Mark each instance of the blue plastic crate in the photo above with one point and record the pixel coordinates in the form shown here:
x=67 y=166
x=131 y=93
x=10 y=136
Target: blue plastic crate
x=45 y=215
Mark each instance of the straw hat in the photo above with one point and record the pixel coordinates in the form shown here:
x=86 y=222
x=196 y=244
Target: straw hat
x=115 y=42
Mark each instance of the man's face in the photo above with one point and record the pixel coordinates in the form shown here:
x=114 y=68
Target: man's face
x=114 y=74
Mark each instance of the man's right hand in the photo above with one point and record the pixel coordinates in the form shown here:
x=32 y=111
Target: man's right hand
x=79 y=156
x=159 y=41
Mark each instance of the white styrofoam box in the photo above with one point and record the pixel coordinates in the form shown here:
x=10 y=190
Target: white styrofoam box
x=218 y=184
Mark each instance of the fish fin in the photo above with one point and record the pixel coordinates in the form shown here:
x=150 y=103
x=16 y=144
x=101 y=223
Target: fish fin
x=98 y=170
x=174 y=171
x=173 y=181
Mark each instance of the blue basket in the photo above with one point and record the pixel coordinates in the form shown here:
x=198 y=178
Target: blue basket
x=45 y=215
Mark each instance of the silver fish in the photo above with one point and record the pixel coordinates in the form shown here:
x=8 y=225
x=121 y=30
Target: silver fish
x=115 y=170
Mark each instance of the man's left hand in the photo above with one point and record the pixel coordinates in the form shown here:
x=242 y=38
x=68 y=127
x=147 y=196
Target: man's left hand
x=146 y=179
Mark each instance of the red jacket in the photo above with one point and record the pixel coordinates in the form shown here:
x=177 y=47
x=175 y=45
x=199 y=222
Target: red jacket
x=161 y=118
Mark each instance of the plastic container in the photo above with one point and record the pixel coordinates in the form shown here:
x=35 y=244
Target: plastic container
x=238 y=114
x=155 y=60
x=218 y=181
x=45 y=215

-----

**ACTIVITY**:
Each of the records shown above needs to be repeated exactly.

**RESPONSE AREA**:
Mark each instance of the blue plastic crate in the photo above with one point and record the pixel coordinates in the form shown here:
x=67 y=166
x=131 y=93
x=10 y=136
Target: blue plastic crate
x=45 y=215
Mark each instance of the straw hat in the photo above with one point and record the pixel coordinates in the form shown here:
x=86 y=222
x=196 y=244
Target: straw hat
x=115 y=42
Mark each instance of the man's face in the photo above with one point and record the pixel coordinates in the form shown here:
x=114 y=68
Target: man's face
x=114 y=74
Mark each instance of the man's right hand in the photo above with one point and record the pixel coordinates in the form shown here:
x=32 y=111
Target: man's right hand
x=79 y=156
x=159 y=41
Mark each instance of the white styrofoam box in the photo above with one point and record the pixel coordinates in the form shown here:
x=10 y=190
Target: white styrofoam box
x=218 y=184
Mark each instance of the fish fin in the photo above with one point and record the pixel coordinates in the form shown here:
x=150 y=103
x=16 y=144
x=101 y=223
Target: fish fin
x=98 y=170
x=174 y=171
x=173 y=181
Mark each instance of the blue basket in the photo above with one point and record the pixel coordinates in the form shown here:
x=198 y=178
Target: blue basket
x=45 y=215
Mark each instance of the silver fish in the photo above with one point and record the pixel coordinates in the form shown here:
x=8 y=225
x=121 y=30
Target: silver fish
x=115 y=170
Mark each instance of the man's left hand in the photo above with one point and record the pixel coordinates in the form shown here:
x=242 y=38
x=68 y=127
x=147 y=196
Target: man's left hand
x=146 y=179
Mark each instance of the red jacket in the photo above with one point and record the pixel coordinates in the form shown here:
x=177 y=47
x=175 y=45
x=199 y=222
Target: red jacket
x=161 y=118
Mark each instance of the plastic container in the photo above with one point and record the pixel coordinates in the form shown here:
x=35 y=244
Target: plastic container
x=238 y=114
x=155 y=60
x=218 y=181
x=45 y=215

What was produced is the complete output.